• Problem statement: Return a verbatim reproduction of each line, starting at the line with "If you could tag the black" and ending at the last line of the listing below.

"""

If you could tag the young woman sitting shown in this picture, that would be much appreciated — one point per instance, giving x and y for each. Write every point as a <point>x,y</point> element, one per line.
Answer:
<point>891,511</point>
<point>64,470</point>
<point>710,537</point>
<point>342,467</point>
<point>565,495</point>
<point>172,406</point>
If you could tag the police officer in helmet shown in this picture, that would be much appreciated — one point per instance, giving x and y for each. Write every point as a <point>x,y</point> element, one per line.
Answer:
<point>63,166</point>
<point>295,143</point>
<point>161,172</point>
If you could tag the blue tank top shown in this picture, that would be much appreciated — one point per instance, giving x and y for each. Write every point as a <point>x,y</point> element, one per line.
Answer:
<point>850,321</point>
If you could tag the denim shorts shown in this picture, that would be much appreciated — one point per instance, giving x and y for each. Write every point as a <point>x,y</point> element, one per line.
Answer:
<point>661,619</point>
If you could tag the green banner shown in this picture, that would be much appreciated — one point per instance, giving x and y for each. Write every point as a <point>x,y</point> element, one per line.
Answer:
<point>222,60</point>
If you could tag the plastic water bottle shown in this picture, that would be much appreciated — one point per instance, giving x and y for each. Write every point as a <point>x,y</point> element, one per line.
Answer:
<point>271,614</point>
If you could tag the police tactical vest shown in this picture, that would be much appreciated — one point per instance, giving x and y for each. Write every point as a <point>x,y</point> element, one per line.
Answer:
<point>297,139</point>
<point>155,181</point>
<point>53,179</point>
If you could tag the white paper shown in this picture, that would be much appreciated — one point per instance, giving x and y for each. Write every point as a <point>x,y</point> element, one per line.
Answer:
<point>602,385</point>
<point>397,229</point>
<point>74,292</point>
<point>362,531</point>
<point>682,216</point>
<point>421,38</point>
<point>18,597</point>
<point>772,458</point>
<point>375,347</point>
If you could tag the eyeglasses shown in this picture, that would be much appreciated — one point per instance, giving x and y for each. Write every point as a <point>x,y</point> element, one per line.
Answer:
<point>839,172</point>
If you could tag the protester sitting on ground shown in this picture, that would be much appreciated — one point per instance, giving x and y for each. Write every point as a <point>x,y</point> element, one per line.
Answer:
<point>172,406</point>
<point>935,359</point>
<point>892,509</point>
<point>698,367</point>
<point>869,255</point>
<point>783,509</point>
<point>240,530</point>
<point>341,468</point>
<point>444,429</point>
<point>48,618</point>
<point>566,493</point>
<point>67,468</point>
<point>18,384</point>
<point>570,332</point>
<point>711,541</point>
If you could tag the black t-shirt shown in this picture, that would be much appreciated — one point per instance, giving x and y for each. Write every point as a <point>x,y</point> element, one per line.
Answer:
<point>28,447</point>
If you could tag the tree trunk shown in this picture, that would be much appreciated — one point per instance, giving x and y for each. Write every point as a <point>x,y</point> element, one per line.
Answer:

"""

• Exercise solution:
If you could tag the black t-shirt shown in this picture, that would be much appreciated — one point per instance, giving x and y for each. Write every point as a <point>x,y</point> element, one per line.
Answer:
<point>28,447</point>
If you could tag the tree trunk shown in this picture, that would be much appreciated — one point per instance, giving x and y for each. Write every point as a <point>x,y</point> element, one per line.
Answer:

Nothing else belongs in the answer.